(Collected data entries)
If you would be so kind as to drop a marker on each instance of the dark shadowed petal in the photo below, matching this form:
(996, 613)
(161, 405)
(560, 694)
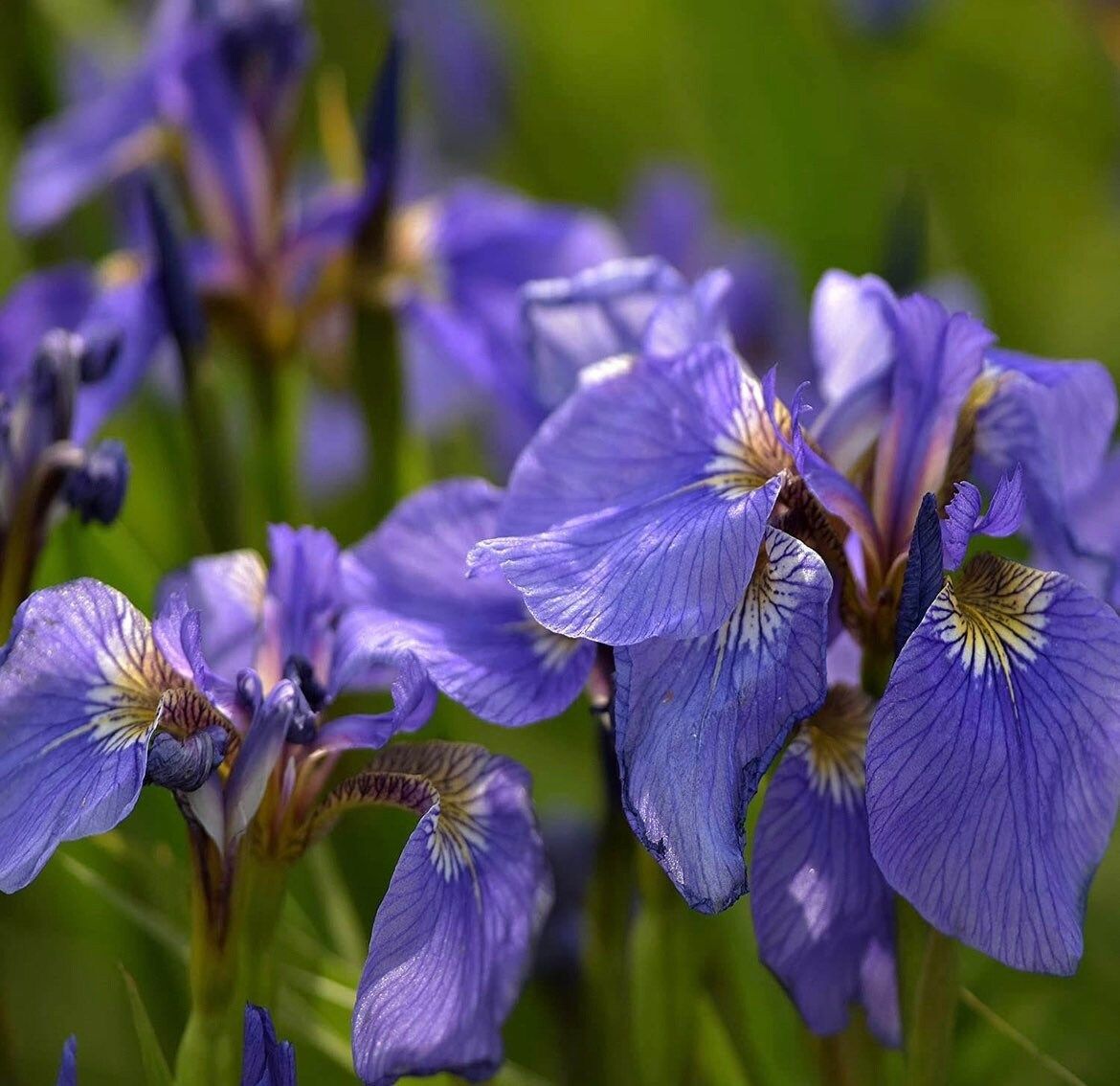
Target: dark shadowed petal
(638, 508)
(963, 518)
(94, 143)
(283, 709)
(228, 591)
(1053, 419)
(264, 1060)
(994, 762)
(134, 310)
(823, 915)
(36, 305)
(699, 722)
(67, 1068)
(302, 593)
(453, 939)
(368, 656)
(939, 356)
(599, 313)
(80, 682)
(474, 636)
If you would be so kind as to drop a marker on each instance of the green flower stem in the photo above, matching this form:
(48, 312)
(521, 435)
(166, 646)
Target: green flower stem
(933, 1012)
(235, 910)
(380, 387)
(216, 486)
(606, 962)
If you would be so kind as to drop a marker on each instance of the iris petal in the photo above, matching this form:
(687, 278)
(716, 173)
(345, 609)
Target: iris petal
(80, 682)
(474, 636)
(823, 915)
(638, 509)
(453, 937)
(699, 722)
(994, 762)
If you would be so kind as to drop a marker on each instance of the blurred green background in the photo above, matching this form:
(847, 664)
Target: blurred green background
(999, 118)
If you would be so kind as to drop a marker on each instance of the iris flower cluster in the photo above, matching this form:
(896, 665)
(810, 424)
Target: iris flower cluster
(761, 599)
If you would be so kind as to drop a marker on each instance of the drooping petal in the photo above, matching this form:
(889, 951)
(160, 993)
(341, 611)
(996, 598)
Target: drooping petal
(454, 935)
(1054, 419)
(963, 518)
(264, 1060)
(597, 314)
(638, 509)
(80, 682)
(822, 913)
(474, 636)
(994, 762)
(94, 143)
(367, 657)
(51, 300)
(937, 359)
(699, 722)
(280, 712)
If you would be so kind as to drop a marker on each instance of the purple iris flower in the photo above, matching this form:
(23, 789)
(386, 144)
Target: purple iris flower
(674, 508)
(459, 261)
(670, 215)
(239, 670)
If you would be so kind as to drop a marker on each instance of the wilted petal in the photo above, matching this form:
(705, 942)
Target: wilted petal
(823, 915)
(80, 682)
(454, 935)
(264, 1060)
(994, 762)
(638, 509)
(699, 722)
(474, 636)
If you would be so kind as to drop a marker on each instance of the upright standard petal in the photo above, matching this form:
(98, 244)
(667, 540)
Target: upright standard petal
(994, 761)
(937, 359)
(638, 509)
(453, 939)
(474, 636)
(80, 682)
(697, 723)
(228, 591)
(823, 915)
(594, 315)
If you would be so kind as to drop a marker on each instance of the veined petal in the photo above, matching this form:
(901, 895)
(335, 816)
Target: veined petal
(228, 591)
(638, 509)
(474, 636)
(80, 682)
(939, 356)
(994, 762)
(699, 722)
(594, 315)
(453, 937)
(823, 915)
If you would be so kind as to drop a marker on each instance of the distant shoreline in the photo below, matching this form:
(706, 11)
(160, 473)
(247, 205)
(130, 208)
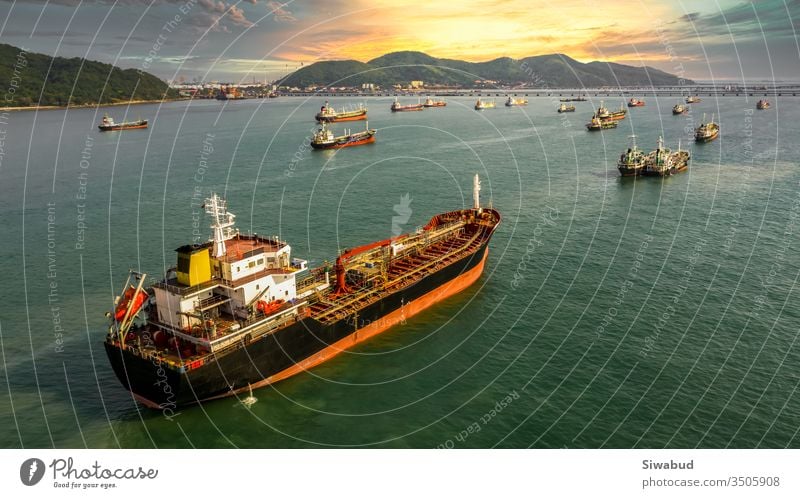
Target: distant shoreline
(87, 106)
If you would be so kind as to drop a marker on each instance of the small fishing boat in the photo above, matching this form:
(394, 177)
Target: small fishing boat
(325, 139)
(429, 102)
(632, 161)
(484, 104)
(707, 131)
(664, 162)
(397, 107)
(108, 124)
(566, 108)
(512, 102)
(330, 115)
(679, 109)
(597, 124)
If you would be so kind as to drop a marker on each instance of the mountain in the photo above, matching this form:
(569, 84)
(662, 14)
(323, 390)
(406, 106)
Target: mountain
(67, 83)
(554, 70)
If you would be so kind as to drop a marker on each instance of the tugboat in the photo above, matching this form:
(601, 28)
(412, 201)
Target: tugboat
(663, 162)
(325, 139)
(679, 109)
(202, 332)
(512, 102)
(597, 124)
(429, 102)
(484, 104)
(108, 124)
(566, 108)
(328, 114)
(707, 131)
(631, 162)
(397, 107)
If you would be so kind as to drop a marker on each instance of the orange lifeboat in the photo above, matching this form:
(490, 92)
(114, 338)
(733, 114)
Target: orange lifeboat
(271, 307)
(138, 300)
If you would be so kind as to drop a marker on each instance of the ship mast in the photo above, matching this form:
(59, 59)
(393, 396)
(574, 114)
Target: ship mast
(222, 223)
(476, 192)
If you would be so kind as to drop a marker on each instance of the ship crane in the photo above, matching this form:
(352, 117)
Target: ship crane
(222, 225)
(349, 254)
(476, 192)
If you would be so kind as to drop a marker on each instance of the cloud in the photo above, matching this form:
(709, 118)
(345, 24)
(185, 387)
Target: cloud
(280, 12)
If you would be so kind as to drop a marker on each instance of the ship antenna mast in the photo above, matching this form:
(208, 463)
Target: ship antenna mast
(476, 192)
(222, 223)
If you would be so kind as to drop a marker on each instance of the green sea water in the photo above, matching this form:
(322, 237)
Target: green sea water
(612, 312)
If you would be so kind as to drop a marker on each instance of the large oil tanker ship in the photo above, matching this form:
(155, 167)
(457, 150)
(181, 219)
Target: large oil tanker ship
(238, 312)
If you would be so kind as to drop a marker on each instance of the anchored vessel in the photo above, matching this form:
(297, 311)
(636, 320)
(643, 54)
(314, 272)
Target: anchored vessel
(597, 124)
(230, 93)
(108, 124)
(512, 102)
(566, 108)
(484, 104)
(631, 162)
(429, 102)
(606, 115)
(238, 312)
(325, 139)
(664, 162)
(707, 131)
(397, 107)
(679, 109)
(329, 114)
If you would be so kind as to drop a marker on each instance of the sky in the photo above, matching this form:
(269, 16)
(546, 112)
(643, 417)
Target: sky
(725, 40)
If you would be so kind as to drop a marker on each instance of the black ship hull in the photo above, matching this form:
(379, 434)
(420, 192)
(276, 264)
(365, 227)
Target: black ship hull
(288, 350)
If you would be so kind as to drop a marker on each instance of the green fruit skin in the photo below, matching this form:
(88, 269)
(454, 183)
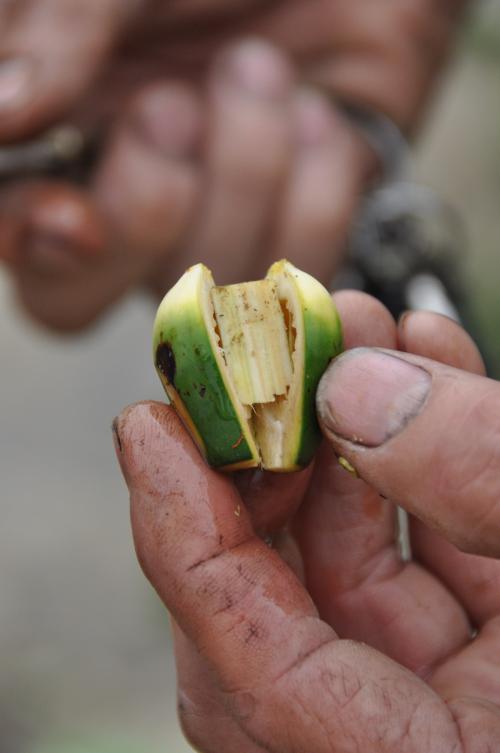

*REQUEST*.
How many lines in the records above contain the string "veined"? Count them and reply with the number alone.

*ANSWER TO THIS EXERCISE*.
2